[DOCUMENT PASSAGE — start]
The objective of this exercise is to compare the performance of five different regression algorithms on the Diabetes dataset (from scikit-learn). The ultimate goal is to predict a patient's disease progression after one year (a numeric target) and interpret the strengths and weaknesses of each model based on standard regression metrics.
This study was conducted as part of the coursework for a Master's School program in the field of Machine Learning/Data Science.
| 🏷️ Feature | Description |
|---|---|
| Dataset | Diabetes Dataset (scikit-learn) |
| Input Features (X) | 10 baseline variables (age, sex, body mass index, average blood pressure, and six blood serum measurements). |
| Target Variable (y) | Quantitative measure of disease progression one year after baseline. (A continuous numeric value). |
| Task | Regression (Predicting a number). |
- Load the
diabetesdataset fromsklearn.datasets. - Split the data into training and testing sets (e.g., 80% train, 20% test).
The following five models will be trained on the training data:
- Linear Regression (Baseline model)
- Polynomial Regression (Exploring non-linearity, e.g., degree 2)
- Decision Tree Regression
- Random Forest Regression (Ensemble method to reduce variance)
- k-Nearest Neighbors (KNN) Regression
A custom or standard evaluation function must be used to calculate the following metrics for each model's predictions on the test set:
- MAE (Mean Absolute Error)
- MSE (Mean Squared Error)
- RMSE (Root Mean Squared Error)
-
$R^2$ ($R$ -squared)
[DOCUMENT PASSAGE — finish]
[LISTED RECORDS — start]
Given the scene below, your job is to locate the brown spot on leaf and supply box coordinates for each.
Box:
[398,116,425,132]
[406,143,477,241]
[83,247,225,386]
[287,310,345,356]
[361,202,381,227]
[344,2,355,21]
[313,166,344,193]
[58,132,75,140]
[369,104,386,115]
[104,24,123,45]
[LISTED RECORDS — finish]
WORK TO COMPLETE >>
A. In the regression exercise description, rewrite the part starting at "- k-Nearest Neighbors" and ending at "(Mean Squared Error)", changing "test set" to "validation set".
B. Translate this sentence from the regression exercise description into French: "The objective of this exercise is to compare the performance of five different regression algorithms on the Diabetes dataset (from scikit-learn)."

SOLUTIONS TO THE TASKS >>
A.
- k-Nearest Neighbors (KNN) Regression
A custom or standard evaluation function must be used to calculate the following metrics for each model's predictions on the validation set:
- MAE (Mean Absolute Error)
- MSE (Mean Squared Error)

B. L'objectif de cet exercice est de comparer les performances de cinq algorithmes de régression différents sur le jeu de données Diabetes (issu de scikit-learn).